++++ TEXT SEGMENT ++++

There is no dollar limit on how much medical debt can be discharged. Whether you owe $5,000 or $500,000 in medical bills, the treatment is the same.

Medical Debt Is the Leading Driver of Bankruptcy

If medical bills are your primary financial burden, you are far from alone. Studies consistently show that medical expenses are the number one cause of personal bankruptcy in the United States. A study published in the American Journal of Public Health found that approximately 66% of all bankruptcies are tied to medical issues, either because of the bills themselves or because a medical condition caused lost income.

The Consumer Financial Protection Bureau has documented that medical debt is the most common collection item on consumer credit reports. In Pennsylvania, a single emergency room visit, surgery, or hospital stay can generate bills that far exceed what most families can absorb, even with insurance.

At our firm, medical debt cases are among the most common we handle. The typical client has insurance but was hit with deductibles, copays, out-of-network charges, or services not covered by their plan. Others lost coverage during a job transition and incurred bills during the gap. The circumstances vary, but the outcome is the same: a debt load that cannot be managed with normal income.

What Happens to Your Doctors and Hospitals?

++++ SOURCE DATA ++++

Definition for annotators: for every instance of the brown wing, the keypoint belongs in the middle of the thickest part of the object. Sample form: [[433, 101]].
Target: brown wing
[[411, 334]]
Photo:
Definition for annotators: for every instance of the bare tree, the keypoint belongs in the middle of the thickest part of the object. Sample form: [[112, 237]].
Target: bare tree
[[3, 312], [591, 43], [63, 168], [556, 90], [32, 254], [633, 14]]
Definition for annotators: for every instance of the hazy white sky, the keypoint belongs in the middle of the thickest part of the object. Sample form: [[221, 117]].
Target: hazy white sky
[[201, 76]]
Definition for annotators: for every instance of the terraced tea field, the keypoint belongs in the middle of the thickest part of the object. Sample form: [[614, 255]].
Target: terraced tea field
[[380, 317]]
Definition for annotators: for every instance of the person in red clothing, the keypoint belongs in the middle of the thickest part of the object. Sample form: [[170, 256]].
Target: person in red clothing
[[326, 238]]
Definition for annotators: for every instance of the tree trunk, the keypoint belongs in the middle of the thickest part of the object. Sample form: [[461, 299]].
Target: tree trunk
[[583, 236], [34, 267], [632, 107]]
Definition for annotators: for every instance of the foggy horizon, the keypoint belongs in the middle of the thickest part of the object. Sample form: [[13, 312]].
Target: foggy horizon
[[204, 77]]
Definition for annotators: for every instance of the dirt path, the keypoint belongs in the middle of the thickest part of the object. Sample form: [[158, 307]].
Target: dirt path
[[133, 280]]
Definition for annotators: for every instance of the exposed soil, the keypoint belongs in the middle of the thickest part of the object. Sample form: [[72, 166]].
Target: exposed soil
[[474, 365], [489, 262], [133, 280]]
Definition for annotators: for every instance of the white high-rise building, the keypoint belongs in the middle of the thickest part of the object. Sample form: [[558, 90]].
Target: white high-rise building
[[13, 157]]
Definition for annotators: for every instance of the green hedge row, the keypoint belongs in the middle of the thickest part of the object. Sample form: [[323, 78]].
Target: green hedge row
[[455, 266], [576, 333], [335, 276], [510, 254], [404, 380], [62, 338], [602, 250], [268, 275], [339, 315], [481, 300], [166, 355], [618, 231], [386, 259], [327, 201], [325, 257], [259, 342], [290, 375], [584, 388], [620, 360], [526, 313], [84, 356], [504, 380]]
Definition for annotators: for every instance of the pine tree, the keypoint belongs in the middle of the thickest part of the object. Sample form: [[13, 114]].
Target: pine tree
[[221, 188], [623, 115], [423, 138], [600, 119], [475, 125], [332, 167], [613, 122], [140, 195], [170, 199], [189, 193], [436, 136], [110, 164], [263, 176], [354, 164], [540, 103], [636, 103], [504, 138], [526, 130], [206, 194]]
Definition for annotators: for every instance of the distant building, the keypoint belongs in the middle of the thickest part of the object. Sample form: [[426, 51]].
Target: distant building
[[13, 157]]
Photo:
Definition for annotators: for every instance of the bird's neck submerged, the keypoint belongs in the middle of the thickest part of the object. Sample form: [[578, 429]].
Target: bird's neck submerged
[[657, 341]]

++++

→ AIM OF THE EXERCISE
Copy the medical debt text from "The Consumer Financial" to "Doctors and Hospitals?", and rename "firm" to "practice" throughout.

→ ANSWER SECTION
The Consumer Financial Protection Bureau has documented that medical debt is the most common collection item on consumer credit reports. In Pennsylvania, a single emergency room visit, surgery, or hospital stay can generate bills that far exceed what most families can absorb, even with insurance.

At our practice, medical debt cases are among the most common we handle. The typical client has insurance but was hit with deductibles, copays, out-of-network charges, or services not covered by their plan. Others lost coverage during a job transition and incurred bills during the gap. The circumstances vary, but the outcome is the same: a debt load that cannot be managed with normal income.

What Happens to Your Doctors and Hospitals?